- [Passage]
= Billy McGinty (cowboy) =

Oklahoman cowboy and Bufflo Bill Rough Rider (1871–1961)

William M. McGinty (January 1, 1871 - May 21, 1961) was an Oklahoman cowboy.

As a cowboy in Kansas and the Indian Territory, he became acquainted with fellow cowboy Bill Doolin and others who would later turn outlaw.

A Rough Rider with Theodore Roosevelt and hero at San Juan Hill, he also toured with Buffalo Bill's Congress of Rough Riders. He was the first bronc buster in a movie, filmed during an act for the 1889 Paris World's Fair.

In the 1920s, he became the leader of the McGinty's Oklahoma Cowboy Band, which later became Otto Gray and his Oklahoma Cowboys, the first nationally famous cowboy band.

He served terms as president of the Cherokee Strip Cowpunchers Association and in 1954 he was elected life-time president of the Rough Riders Association.

In 2000, he was inducted into the Hall of Great Westerners of the National Cowboy & Western Heritage Museum.

==Bibliography==
- Chlouber, Carla. "Otto Gray and his Oklahoma Cowboys: The Country's First Commercial Western Band". Chronicles of Oklahoma, (Winter, 1997–98) 75:4 356–383.
- Kite, Steve. "Billy McGinty & His Cowboy Band Take to the Air" (transcription). Oklahoma Audio Almanac. Oklahoma State University, May 9, 2001.
- McRill, Leslie A. "Music in Oklahoma by the Billy McGinty Cowboy Band". Chronicles of Oklahoma, (Spring, 1960) 38:1 66–74.
- McRill, Leslie A. "The Story of an Oklahoma Cowboy, William McGinty and His Wife". Chronicles of Oklahoma, (Winter 1956) 34:4 432–442.

- [Provided information]
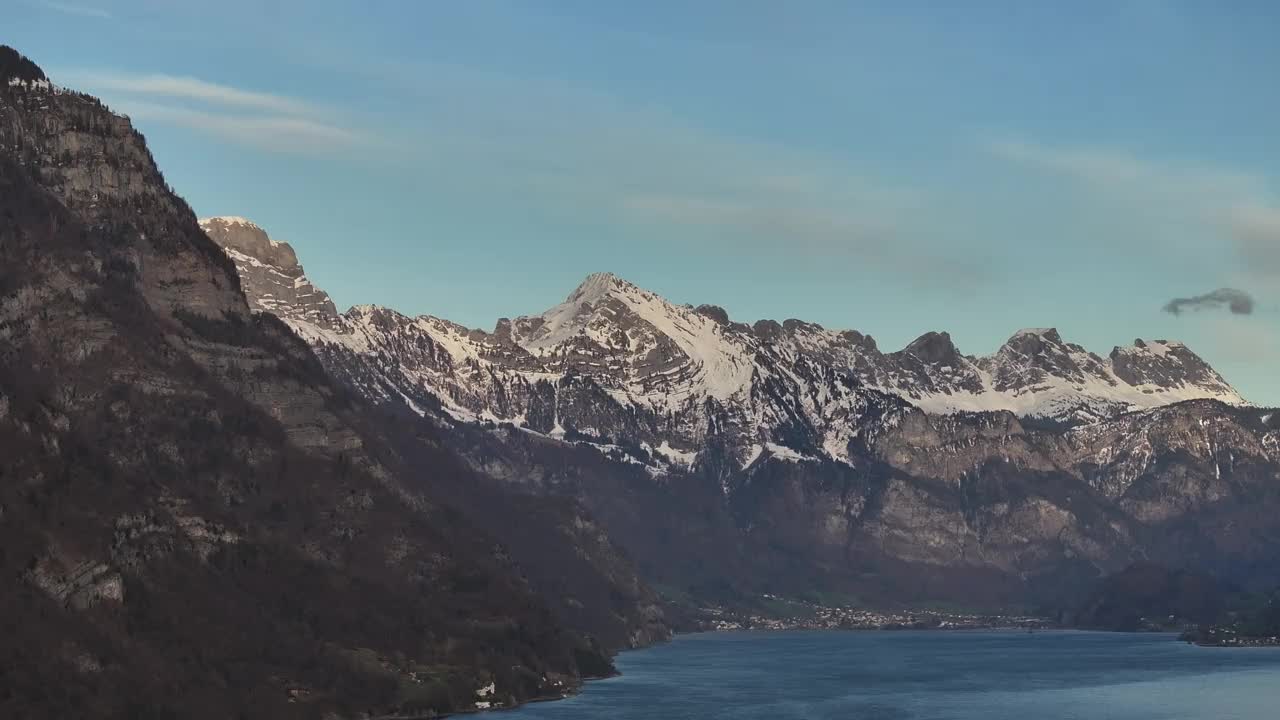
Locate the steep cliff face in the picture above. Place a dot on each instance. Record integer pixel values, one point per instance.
(195, 519)
(805, 458)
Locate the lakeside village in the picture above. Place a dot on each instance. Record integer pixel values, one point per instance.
(799, 615)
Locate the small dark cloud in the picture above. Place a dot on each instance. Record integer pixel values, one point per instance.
(1238, 301)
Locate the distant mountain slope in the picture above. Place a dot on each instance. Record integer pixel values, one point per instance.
(195, 519)
(656, 368)
(732, 460)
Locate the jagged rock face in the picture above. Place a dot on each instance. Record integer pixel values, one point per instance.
(172, 456)
(615, 361)
(270, 273)
(830, 460)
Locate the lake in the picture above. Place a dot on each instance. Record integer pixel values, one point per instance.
(929, 675)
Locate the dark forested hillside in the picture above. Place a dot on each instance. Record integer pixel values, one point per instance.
(193, 522)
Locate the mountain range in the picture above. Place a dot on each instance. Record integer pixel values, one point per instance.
(803, 458)
(222, 497)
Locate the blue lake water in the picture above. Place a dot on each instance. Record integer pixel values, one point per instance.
(923, 675)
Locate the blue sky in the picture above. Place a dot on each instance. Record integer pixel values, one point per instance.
(888, 167)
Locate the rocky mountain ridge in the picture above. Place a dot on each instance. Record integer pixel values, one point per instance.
(801, 458)
(197, 520)
(618, 361)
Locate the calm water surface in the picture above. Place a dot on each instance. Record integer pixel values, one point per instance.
(908, 675)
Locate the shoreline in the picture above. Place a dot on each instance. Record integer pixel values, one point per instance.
(1046, 627)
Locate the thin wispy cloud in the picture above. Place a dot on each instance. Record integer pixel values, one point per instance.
(277, 133)
(1235, 301)
(73, 9)
(264, 121)
(188, 89)
(577, 150)
(1235, 214)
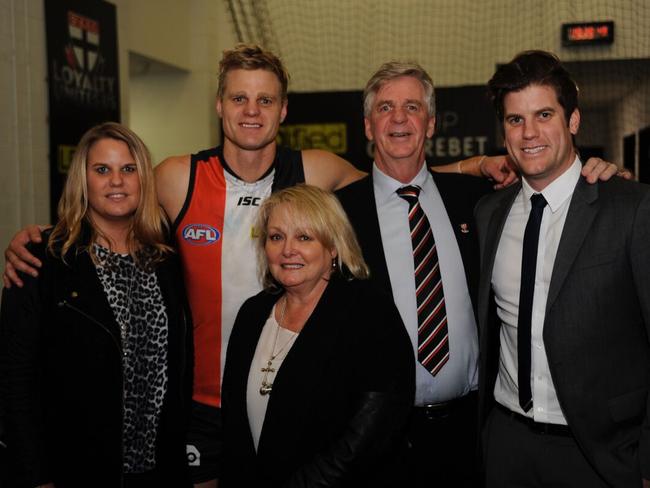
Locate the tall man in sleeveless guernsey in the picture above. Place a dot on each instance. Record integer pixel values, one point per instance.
(212, 196)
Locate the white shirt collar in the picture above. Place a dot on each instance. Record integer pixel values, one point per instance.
(386, 186)
(559, 190)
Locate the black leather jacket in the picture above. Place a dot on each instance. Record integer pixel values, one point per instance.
(61, 375)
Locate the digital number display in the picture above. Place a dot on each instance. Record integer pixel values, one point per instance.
(588, 33)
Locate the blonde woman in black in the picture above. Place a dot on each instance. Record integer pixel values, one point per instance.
(96, 364)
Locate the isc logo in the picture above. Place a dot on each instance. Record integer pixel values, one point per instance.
(200, 234)
(248, 201)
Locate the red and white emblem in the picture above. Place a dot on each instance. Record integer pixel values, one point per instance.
(82, 52)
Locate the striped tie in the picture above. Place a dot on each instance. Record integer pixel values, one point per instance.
(433, 335)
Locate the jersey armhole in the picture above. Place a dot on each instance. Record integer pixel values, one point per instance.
(188, 197)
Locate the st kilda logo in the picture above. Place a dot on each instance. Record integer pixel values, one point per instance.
(82, 77)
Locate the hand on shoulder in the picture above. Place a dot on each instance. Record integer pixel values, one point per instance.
(172, 182)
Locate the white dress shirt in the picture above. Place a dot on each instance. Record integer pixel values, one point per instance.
(506, 281)
(274, 341)
(459, 375)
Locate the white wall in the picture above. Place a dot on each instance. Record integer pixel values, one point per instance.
(331, 45)
(173, 113)
(24, 185)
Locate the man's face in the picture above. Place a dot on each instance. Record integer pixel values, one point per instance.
(251, 108)
(536, 134)
(399, 123)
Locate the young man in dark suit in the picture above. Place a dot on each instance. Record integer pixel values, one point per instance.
(564, 301)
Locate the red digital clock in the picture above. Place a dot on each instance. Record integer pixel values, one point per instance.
(588, 33)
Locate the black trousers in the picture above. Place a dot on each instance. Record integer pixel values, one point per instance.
(518, 456)
(443, 440)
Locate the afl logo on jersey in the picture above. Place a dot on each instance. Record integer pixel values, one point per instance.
(200, 234)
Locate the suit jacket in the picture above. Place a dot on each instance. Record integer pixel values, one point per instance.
(459, 193)
(339, 402)
(596, 325)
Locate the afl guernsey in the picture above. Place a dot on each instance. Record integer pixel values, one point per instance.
(214, 235)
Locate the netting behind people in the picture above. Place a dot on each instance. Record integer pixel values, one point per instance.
(337, 44)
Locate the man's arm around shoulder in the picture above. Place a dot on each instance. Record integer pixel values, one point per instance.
(172, 183)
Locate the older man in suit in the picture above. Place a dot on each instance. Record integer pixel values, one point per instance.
(402, 206)
(564, 301)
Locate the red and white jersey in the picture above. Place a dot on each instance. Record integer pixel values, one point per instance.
(215, 239)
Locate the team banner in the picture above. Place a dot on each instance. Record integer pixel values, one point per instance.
(83, 77)
(465, 125)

- [Challenges]
A) Recast the paragraph of the biography that begins "A Rough Rider with Theodore Roosevelt" as a brief bulleted list that keeps its main facts.
B) Retype everything in the biography from "He served terms" down to "1997–98) 75:4 356–383.", without altering a word.
The rows are not required for any of this work.

- [Outputs in order]
A)
- Served as a Rough Rider with Theodore Roosevelt and was a hero at San Juan Hill
- Toured with Buffalo Bill's Congress of Rough Riders
- Was the first bronc buster in a movie, filmed during an act for the 1889 Paris World's Fair

B)
He served terms as president of the Cherokee Strip Cowpunchers Association and in 1954 he was elected life-time president of the Rough Riders Association.

In 2000, he was inducted into the Hall of Great Westerners of the National Cowboy & Western Heritage Museum.

==Bibliography==
- Chlouber, Carla. "Otto Gray and his Oklahoma Cowboys: The Country's First Commercial Western Band". Chronicles of Oklahoma, (Winter, 1997–98) 75:4 356–383.